#### [Work required]
Nothing in the entries below may be altered; print them as they stand.

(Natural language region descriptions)
════════════════

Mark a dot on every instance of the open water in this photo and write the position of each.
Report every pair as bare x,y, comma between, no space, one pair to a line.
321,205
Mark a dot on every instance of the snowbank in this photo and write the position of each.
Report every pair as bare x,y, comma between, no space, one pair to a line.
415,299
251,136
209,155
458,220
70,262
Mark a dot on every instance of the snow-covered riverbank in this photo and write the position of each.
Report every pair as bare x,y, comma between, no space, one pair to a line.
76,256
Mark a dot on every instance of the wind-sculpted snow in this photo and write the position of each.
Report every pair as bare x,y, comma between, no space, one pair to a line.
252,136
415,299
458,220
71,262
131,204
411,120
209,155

════════════════

#### [Exercise solution]
Mark a dot on every instance of the open water in this photo and write the position of each.
Report every pair as bare x,y, comma between, no space, one pair to a line.
321,205
Mark a dot on every instance of the snowbank in this photo and write the position of each.
Report every pair as bare x,y, comma between, no space, one pair to a line.
415,299
251,136
209,155
458,220
70,262
Mark a dot on every instance of the snow-covered riverbank in this photo and write the position of each.
Report every pair as bare x,y, comma between, no space, one pair to a line.
76,256
Mark a dot on every instance of the wind-sculpted snow in this photo and write the position of each.
Report every pair as bare x,y, comma between, no space, one pair to a line.
252,136
415,299
458,220
71,262
131,204
411,120
209,155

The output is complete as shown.